2017 was a significant year for gene therapy: the first treatments using genetically engineered T cells expressing the chimeric antigen receptor (CAR-T) for cancer treatment (Kymriah and Yescarta) were approved by the FDA and a ground-breaking skin graft was performed in Germany using autologous transgenic keratinocytes. In both mentioned approaches, cells are genetically engineered using integrating viral vectors outside the patient body, ex vivo, where safety risks, like insertional mutagenesis, are easier to control.
To address the safety concerns relating to in vivo human therapeutic use, researchers are now turning to alternative physical delivery approaches, such as electroporation of nonintegrating plasmid vectors. The approach is called gene electrotransfer (GET) and both groups, participating in the project, were among the pioneers in its development. GET is now considered one of the most efficient non-viral gene therapy approaches for localised in vivo transfection of different tissues.
The most easily accessible tissue for GET is skin, which is our biggest immune organ. Therefore, it is a particularly attractive organ for immune based gene therapy approaches, like DNA vaccination. However, the immune cells were proven hard to transfect in the past. In the joint project, our aim will be to evaluate and increase the transfection efficiency of skin-resident immune cells. Both groups already have experience in skin transfection.

*WHAT YOU HAVE TO DO*. Reproduce the full gene electrotransfer text above word for word, without changing anything.

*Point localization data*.
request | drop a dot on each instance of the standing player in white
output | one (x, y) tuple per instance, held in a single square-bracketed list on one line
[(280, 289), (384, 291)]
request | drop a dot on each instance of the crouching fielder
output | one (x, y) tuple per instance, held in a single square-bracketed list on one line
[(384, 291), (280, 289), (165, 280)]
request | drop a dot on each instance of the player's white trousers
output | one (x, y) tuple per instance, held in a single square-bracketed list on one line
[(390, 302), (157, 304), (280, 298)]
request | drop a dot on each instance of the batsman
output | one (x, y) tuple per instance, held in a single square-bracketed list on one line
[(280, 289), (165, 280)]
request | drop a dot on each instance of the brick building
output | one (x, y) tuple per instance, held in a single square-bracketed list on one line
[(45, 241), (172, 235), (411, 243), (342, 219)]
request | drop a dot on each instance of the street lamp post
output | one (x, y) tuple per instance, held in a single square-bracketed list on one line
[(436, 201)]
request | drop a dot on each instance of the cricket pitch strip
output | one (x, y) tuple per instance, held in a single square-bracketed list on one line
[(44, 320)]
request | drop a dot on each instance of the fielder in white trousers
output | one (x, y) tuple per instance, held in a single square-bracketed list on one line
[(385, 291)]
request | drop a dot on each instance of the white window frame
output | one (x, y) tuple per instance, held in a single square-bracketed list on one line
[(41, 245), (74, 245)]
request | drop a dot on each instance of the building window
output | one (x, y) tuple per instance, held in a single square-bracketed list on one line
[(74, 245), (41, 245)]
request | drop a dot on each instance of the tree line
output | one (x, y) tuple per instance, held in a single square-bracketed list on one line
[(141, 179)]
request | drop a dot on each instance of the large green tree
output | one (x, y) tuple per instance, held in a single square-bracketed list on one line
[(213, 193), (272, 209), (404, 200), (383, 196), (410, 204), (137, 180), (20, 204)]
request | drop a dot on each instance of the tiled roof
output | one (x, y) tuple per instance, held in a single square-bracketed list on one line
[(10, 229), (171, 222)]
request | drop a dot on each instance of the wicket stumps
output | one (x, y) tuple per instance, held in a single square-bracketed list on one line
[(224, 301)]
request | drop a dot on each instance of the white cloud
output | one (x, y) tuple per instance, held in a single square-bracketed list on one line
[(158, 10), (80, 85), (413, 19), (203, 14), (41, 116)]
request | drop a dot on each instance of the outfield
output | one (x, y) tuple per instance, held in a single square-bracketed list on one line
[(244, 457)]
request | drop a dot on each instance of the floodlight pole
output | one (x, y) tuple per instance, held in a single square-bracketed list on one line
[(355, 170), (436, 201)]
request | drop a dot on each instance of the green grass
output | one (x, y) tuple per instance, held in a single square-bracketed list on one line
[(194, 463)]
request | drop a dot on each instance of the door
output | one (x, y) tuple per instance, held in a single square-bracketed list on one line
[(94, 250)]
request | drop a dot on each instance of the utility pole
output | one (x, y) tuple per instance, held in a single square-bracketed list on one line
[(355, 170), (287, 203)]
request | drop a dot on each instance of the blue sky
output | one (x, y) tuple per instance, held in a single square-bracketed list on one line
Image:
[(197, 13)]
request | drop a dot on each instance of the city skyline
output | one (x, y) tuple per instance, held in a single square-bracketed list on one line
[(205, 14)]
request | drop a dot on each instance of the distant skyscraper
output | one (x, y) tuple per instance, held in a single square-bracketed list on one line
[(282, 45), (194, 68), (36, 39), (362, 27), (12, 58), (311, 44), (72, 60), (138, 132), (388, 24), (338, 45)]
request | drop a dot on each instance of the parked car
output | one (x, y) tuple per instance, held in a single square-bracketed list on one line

*SOLUTION TO THE EXERCISE*.
2017 was a significant year for gene therapy: the first treatments using genetically engineered T cells expressing the chimeric antigen receptor (CAR-T) for cancer treatment (Kymriah and Yescarta) were approved by the FDA and a ground-breaking skin graft was performed in Germany using autologous transgenic keratinocytes. In both mentioned approaches, cells are genetically engineered using integrating viral vectors outside the patient body, ex vivo, where safety risks, like insertional mutagenesis, are easier to control.
To address the safety concerns relating to in vivo human therapeutic use, researchers are now turning to alternative physical delivery approaches, such as electroporation of nonintegrating plasmid vectors. The approach is called gene electrotransfer (GET) and both groups, participating in the project, were among the pioneers in its development. GET is now considered one of the most efficient non-viral gene therapy approaches for localised in vivo transfection of different tissues.
The most easily accessible tissue for GET is skin, which is our biggest immune organ. Therefore, it is a particularly attractive organ for immune based gene therapy approaches, like DNA vaccination. However, the immune cells were proven hard to transfect in the past. In the joint project, our aim will be to evaluate and increase the transfection efficiency of skin-resident immune cells. Both groups already have experience in skin transfection.